Data extracted from a collection:
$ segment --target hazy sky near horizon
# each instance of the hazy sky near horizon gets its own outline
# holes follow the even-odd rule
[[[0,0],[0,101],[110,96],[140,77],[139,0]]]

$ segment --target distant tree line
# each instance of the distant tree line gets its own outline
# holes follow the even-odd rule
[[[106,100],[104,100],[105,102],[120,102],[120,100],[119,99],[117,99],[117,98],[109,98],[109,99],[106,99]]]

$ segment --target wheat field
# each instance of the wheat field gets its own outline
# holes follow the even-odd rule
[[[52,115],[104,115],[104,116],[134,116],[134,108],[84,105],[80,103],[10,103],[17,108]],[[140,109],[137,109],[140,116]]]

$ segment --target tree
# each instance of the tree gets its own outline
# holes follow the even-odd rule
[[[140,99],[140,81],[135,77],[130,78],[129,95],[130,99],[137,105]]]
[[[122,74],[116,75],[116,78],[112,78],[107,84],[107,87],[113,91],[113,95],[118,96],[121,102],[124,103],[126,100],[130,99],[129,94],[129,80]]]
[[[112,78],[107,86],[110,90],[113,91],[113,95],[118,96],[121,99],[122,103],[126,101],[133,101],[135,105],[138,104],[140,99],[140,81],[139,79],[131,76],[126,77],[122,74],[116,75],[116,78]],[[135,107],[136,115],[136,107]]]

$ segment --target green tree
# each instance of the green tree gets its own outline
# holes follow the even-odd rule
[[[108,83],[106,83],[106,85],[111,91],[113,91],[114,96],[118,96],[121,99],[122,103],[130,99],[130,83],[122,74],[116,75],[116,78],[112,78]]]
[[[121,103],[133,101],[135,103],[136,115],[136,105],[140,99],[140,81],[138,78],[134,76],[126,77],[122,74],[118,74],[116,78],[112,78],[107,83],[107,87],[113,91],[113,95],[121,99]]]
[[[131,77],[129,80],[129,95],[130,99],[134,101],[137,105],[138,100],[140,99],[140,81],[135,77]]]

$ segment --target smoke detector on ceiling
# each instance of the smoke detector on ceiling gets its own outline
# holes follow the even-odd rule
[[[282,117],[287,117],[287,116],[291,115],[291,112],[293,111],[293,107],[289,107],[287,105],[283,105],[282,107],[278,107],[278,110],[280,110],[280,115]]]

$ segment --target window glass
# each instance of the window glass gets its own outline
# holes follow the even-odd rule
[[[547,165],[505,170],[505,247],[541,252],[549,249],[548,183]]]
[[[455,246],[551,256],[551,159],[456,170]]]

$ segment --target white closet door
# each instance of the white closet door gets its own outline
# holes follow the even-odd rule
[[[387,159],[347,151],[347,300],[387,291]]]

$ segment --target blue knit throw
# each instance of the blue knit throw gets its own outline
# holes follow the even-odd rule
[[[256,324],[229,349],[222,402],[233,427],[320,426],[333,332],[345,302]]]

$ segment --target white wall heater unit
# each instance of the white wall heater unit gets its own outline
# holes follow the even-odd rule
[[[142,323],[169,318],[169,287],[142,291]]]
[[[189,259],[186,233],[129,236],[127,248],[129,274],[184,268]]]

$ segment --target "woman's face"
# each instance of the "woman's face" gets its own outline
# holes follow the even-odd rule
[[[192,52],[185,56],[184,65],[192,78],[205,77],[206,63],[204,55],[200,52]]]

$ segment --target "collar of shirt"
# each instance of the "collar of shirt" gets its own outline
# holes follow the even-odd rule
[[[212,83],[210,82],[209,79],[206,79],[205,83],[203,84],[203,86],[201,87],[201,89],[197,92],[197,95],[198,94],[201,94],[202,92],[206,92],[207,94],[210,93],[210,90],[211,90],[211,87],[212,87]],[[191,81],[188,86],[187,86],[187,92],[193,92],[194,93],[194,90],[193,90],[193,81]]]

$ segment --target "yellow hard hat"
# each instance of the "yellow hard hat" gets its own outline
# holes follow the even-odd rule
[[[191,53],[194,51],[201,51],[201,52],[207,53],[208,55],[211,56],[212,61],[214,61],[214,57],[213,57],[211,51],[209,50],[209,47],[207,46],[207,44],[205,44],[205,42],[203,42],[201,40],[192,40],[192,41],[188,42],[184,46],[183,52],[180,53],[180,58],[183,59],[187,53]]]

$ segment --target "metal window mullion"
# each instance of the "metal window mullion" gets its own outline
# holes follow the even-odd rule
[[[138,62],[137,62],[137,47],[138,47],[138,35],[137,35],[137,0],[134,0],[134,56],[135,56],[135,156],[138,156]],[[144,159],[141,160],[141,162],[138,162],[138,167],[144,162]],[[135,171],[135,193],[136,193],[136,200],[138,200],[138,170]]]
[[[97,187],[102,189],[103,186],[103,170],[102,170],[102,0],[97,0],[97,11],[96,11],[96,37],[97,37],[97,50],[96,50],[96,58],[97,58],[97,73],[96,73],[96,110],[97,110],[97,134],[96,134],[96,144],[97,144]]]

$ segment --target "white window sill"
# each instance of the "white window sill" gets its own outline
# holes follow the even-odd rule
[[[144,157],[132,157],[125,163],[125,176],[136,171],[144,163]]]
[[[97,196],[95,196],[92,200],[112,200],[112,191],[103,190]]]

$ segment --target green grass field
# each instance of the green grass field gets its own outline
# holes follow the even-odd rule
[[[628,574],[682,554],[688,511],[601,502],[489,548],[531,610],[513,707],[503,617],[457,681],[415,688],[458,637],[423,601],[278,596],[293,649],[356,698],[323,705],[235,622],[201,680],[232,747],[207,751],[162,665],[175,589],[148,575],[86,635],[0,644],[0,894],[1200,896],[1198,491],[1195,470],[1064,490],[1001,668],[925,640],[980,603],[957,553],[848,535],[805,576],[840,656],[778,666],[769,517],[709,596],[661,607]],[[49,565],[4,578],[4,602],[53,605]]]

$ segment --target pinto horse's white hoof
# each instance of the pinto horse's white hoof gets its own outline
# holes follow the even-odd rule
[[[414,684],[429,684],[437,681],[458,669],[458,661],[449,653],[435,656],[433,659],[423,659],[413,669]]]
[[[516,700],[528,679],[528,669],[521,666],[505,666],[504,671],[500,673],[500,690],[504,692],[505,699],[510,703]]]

**Task:** There is a run of lines above from the one with "--target wheat field" to the one with "# each instance of the tree"; print exactly that run, both ends included, and nothing else.

**Solution to this exercise:**
$ segment --target wheat field
# each instance of the wheat field gets its own outline
# holes follow the even-odd rule
[[[52,115],[104,115],[104,116],[134,116],[134,108],[84,105],[80,103],[10,103],[17,108]],[[140,109],[137,109],[140,116]]]

$ segment --target tree
# each instance of the tree gets its own outline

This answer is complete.